---------- MATERIAL ----------
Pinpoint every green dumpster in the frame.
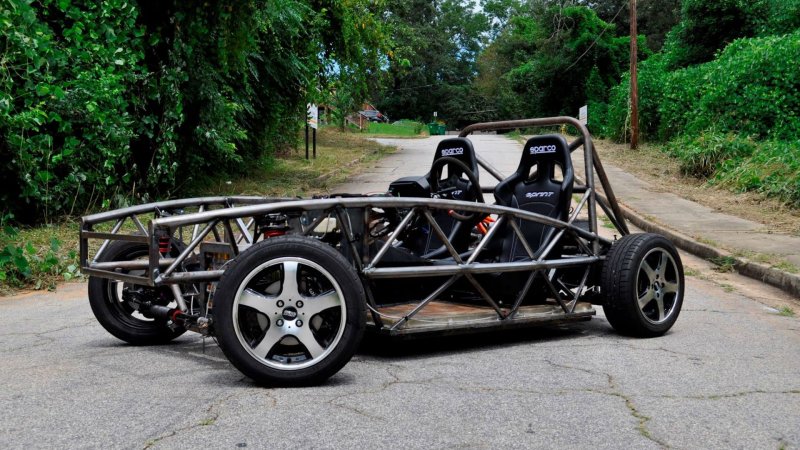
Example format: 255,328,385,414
428,122,447,136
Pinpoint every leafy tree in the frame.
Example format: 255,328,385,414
0,0,386,222
374,0,489,126
476,6,645,119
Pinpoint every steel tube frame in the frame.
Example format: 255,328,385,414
80,117,628,330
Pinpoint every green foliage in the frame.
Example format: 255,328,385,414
0,226,79,289
367,120,425,136
659,31,800,139
666,131,756,178
476,6,649,125
711,140,800,207
0,0,385,223
374,0,489,127
598,54,667,142
0,0,144,221
666,0,754,68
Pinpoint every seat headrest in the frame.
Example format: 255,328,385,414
517,134,572,174
433,137,478,176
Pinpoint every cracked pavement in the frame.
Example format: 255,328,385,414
0,135,800,449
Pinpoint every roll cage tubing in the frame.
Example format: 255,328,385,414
80,117,629,296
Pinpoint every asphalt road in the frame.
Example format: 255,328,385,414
0,135,800,449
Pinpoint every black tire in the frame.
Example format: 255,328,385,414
89,241,186,345
213,236,366,386
601,233,684,337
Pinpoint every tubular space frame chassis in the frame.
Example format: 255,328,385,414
80,117,629,334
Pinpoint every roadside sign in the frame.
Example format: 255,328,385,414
306,103,319,130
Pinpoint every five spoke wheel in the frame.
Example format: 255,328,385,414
602,233,683,337
213,236,366,385
234,258,347,370
636,248,680,323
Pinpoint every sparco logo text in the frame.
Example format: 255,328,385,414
442,147,464,156
531,145,556,155
525,192,553,198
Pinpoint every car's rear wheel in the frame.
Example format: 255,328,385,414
89,241,186,345
213,236,365,385
602,233,684,337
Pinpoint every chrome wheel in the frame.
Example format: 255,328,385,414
636,247,681,324
601,233,684,337
232,257,347,370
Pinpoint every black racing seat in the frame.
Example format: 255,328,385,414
389,137,483,259
494,134,575,261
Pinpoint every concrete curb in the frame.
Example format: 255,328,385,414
620,200,800,298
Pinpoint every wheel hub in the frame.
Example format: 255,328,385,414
282,306,297,321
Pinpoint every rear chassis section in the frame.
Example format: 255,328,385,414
80,117,628,336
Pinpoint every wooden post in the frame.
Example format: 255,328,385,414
630,0,639,150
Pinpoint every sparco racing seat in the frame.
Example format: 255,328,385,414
494,134,575,261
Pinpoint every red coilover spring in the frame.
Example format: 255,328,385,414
158,236,172,256
264,230,286,239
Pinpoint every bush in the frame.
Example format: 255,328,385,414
659,31,800,139
602,54,668,142
666,130,756,178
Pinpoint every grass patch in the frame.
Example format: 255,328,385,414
367,120,427,137
188,128,391,197
683,267,700,277
708,256,736,273
0,221,82,295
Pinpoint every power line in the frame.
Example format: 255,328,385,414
564,3,625,72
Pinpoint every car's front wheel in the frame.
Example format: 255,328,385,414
602,233,684,337
213,236,365,385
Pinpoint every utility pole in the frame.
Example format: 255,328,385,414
630,0,639,150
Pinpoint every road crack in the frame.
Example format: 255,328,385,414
544,358,670,448
142,393,244,450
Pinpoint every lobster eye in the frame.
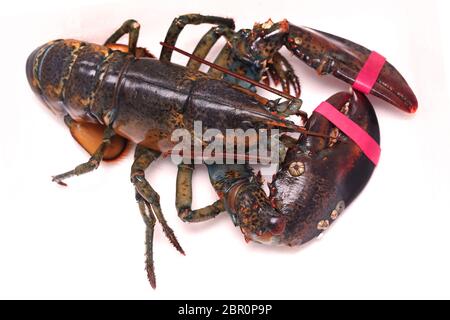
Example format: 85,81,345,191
26,47,42,94
269,217,286,236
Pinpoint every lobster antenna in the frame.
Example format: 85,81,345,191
159,42,346,142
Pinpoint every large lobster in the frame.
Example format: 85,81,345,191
26,15,417,287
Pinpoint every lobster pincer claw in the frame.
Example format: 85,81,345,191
270,91,380,246
286,24,418,113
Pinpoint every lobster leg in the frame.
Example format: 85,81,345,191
105,19,141,55
136,192,156,289
64,115,128,161
187,26,234,70
285,24,418,113
52,127,115,186
266,52,301,98
159,14,234,62
175,164,225,222
130,145,184,287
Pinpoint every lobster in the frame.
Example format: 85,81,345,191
26,15,417,287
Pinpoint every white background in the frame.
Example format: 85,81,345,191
0,0,450,299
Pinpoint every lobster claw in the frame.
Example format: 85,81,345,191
271,91,380,246
286,24,418,113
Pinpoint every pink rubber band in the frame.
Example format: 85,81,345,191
314,102,381,165
353,51,386,94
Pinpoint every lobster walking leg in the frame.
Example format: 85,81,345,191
64,115,128,161
130,145,184,287
52,127,115,186
159,14,234,62
266,52,301,97
186,26,234,70
136,192,156,289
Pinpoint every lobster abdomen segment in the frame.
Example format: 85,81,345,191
287,24,418,113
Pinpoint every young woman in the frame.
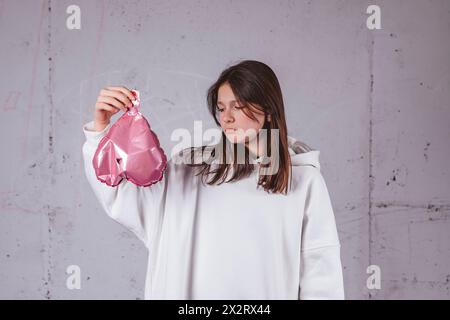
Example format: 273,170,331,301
83,60,344,299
----------
- **WORK REQUIRED**: Copy out the records from the very beginning through the line that contains "80,117,628,336", both ends included, requests and all. Shift every bounding-box coordinate in the answers by -5, and leave the pictures out.

- **SOLUTION**:
Pinpoint every green dumpster in the frame.
Example format: 255,328,385,414
423,117,442,131
Pinpoint every leafy tree in the frame.
Example format: 255,328,385,414
-5,-5,381,217
369,-5,484,121
471,1,640,114
Pinpoint every steel tube frame in the frame.
Example format: 255,328,385,414
75,112,623,325
Pinpoint every green foliage in the frame.
Example format: 255,328,385,414
-5,221,74,284
362,115,420,131
654,26,795,134
661,126,751,173
471,1,644,120
706,135,795,202
-5,-5,380,218
369,-5,484,122
593,49,662,137
-5,-5,139,216
661,-5,749,63
Pinpoint every seat headrest in the frame.
Example format: 255,328,385,414
512,129,567,169
428,132,473,171
Pinpoint every cracked pavement in the frame.
Example format: 255,328,385,414
-5,130,795,444
Pinpoint every roll cage tubing in the frame.
Example format: 255,328,385,414
75,112,624,291
Pinpoint every asphalt road in the frame.
Example format: 255,328,385,414
-5,130,795,444
Pinpoint every black tire in the frame.
Example format: 255,328,385,414
84,236,181,340
208,231,361,381
596,228,679,332
Pinpoint every tubular space frame chassis in the frame.
Example format: 255,328,385,414
75,112,624,329
Pinpoint every roadside sign in the frame.
Example format: 255,328,385,414
301,98,314,125
Pinpoint every five spoke wheel in the frame.
Example format: 255,328,385,414
597,228,678,332
208,231,361,380
229,253,342,365
631,243,675,318
Pinpoint every sparco logo text in the frame.
Example format: 255,328,385,414
437,142,459,151
526,140,551,150
520,187,548,193
Pinpoint every car's rear wheel in the frame.
Example format: 255,328,385,414
84,236,181,340
208,231,360,380
597,228,679,332
Pinpoint every chrome wheel in the frame.
Example format: 255,328,385,414
631,242,676,319
596,228,679,332
227,252,342,365
Pinpoint every black racing seat in the frame.
Example format: 255,328,385,414
384,132,478,254
489,129,570,256
Pinpoint every concrete curb in the frame.
Example format: 255,328,385,414
615,195,795,293
Pinpoint every wheel hub in the frame.
Example format: 255,328,385,414
277,301,292,316
Pinpoint every rear chassis section in the frame.
Example format: 255,328,385,414
75,112,623,331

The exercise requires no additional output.